(BRIEF)
Reproduce the records below exactly, but only between the lines holding "Where can the lamp base be seen here?" and "Target: white bed comforter", inclusive.

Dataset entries
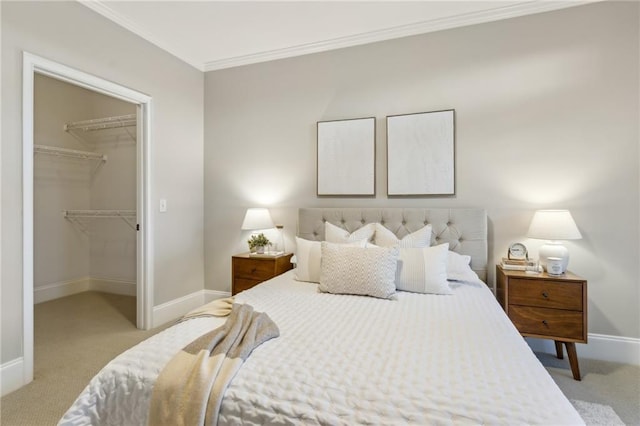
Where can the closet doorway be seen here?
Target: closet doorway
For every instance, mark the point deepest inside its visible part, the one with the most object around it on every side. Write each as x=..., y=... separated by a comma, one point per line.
x=76, y=125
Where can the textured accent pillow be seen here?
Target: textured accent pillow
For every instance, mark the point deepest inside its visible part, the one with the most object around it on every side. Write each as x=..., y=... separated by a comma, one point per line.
x=423, y=270
x=459, y=269
x=335, y=234
x=308, y=258
x=418, y=239
x=356, y=270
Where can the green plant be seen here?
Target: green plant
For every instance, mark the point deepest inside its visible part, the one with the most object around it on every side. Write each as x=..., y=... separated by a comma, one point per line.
x=258, y=240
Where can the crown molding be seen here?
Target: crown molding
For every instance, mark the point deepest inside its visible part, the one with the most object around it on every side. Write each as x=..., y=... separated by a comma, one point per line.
x=495, y=14
x=100, y=7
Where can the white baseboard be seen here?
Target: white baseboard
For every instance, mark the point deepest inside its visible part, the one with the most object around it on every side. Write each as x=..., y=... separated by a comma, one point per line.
x=625, y=350
x=11, y=376
x=60, y=289
x=107, y=285
x=67, y=288
x=211, y=295
x=175, y=308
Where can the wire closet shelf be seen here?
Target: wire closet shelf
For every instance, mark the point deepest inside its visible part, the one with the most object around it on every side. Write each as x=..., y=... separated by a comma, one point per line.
x=102, y=123
x=77, y=216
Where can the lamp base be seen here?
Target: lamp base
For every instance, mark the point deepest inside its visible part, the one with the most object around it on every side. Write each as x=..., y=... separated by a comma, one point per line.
x=554, y=249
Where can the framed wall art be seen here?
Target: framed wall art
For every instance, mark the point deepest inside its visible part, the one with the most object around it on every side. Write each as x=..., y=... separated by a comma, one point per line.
x=346, y=157
x=421, y=154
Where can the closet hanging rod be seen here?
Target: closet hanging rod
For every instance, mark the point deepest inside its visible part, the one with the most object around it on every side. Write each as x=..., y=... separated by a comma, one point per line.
x=102, y=123
x=64, y=152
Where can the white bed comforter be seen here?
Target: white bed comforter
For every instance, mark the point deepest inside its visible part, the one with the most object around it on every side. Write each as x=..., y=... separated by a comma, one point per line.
x=343, y=360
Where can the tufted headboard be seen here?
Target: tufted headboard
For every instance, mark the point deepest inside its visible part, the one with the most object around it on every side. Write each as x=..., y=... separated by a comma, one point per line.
x=464, y=229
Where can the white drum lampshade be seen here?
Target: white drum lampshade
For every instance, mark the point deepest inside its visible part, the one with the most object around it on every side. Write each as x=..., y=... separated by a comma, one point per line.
x=553, y=226
x=257, y=218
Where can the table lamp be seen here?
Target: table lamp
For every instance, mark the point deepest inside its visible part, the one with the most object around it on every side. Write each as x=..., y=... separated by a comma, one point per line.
x=553, y=226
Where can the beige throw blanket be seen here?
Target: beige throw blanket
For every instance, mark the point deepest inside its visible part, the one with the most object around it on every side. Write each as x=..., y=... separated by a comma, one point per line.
x=189, y=389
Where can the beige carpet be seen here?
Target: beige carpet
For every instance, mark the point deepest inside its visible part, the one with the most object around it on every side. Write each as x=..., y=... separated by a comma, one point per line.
x=77, y=335
x=74, y=337
x=605, y=383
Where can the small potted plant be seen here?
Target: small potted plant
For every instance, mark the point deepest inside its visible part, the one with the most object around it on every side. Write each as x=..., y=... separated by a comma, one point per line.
x=257, y=243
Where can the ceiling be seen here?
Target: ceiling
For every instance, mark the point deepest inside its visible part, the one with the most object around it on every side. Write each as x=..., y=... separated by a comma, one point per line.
x=212, y=35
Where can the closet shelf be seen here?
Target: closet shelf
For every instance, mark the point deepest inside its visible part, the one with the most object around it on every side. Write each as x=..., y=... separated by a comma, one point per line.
x=129, y=216
x=102, y=123
x=64, y=152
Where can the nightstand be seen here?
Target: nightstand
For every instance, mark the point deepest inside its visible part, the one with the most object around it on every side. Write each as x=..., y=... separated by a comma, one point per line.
x=546, y=307
x=248, y=271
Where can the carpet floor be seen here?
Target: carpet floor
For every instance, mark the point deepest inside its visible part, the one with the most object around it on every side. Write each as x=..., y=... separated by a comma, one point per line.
x=75, y=336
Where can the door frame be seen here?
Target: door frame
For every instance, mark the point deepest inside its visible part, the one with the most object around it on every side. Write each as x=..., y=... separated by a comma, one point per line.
x=33, y=64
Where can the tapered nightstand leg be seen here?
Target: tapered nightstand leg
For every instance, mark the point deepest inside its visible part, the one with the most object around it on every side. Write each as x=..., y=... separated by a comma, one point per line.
x=573, y=359
x=559, y=352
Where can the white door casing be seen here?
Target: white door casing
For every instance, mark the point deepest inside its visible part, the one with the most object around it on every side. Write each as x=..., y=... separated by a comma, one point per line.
x=35, y=64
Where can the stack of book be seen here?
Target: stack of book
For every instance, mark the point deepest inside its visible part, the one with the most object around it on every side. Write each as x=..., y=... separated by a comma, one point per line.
x=513, y=264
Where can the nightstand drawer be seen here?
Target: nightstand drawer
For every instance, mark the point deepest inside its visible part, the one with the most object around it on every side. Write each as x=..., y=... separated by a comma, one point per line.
x=545, y=294
x=548, y=322
x=253, y=269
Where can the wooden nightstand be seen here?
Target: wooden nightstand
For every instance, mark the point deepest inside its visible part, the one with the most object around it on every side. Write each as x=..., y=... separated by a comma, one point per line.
x=546, y=307
x=248, y=271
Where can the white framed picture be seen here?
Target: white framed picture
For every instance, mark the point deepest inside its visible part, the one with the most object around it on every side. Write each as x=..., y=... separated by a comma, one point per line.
x=346, y=157
x=421, y=153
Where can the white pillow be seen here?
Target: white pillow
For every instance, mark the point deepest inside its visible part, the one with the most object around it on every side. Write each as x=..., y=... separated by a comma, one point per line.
x=357, y=270
x=335, y=234
x=459, y=269
x=423, y=270
x=308, y=258
x=418, y=239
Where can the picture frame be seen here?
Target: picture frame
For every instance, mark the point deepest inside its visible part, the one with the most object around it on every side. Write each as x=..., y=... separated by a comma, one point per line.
x=421, y=154
x=346, y=157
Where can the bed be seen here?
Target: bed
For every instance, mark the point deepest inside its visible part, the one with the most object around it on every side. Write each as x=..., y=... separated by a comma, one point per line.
x=448, y=355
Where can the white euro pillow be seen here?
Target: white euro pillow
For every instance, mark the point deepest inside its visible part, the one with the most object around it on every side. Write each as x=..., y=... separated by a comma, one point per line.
x=459, y=268
x=309, y=256
x=335, y=234
x=423, y=270
x=418, y=239
x=358, y=270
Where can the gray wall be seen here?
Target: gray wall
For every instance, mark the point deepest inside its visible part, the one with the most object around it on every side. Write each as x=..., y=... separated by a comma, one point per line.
x=70, y=33
x=546, y=117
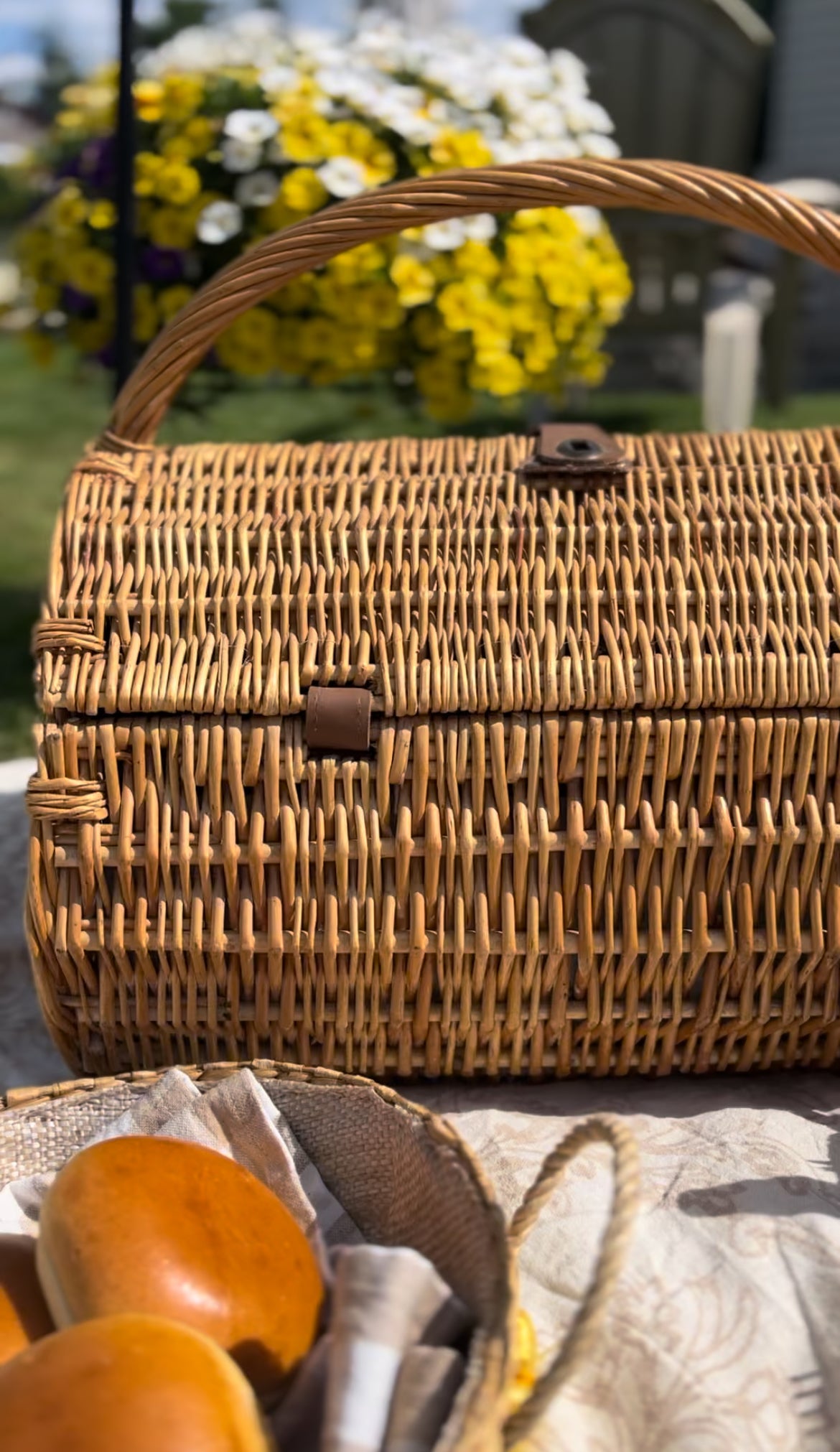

(SOLUTION FOR THIS PROBLEM)
Where can the lamp base be seen here?
Target: lamp base
For every instance, mark the point deepest inside its visible part, the one with the most object around it on every side. Write each as x=..., y=... separated by a comma, one point per line.
x=554, y=249
Where can the framed wall art be seen here?
Target: framed wall art
For every instance, mark the point deepest inside its visible part, the one with the most object around it on every side. Write each as x=..., y=... separated by a comma, one point per line.
x=346, y=157
x=421, y=154
Where can the closet hanging rod be seen here?
Target: closet hanging rod
For every instance, mark the point deepest inside its visible part, the one with the most object around it on every side. Write each as x=..., y=... separated by a comma, one point per line.
x=102, y=123
x=64, y=152
Where can the white bed comforter be seen here?
Target: white bed comforter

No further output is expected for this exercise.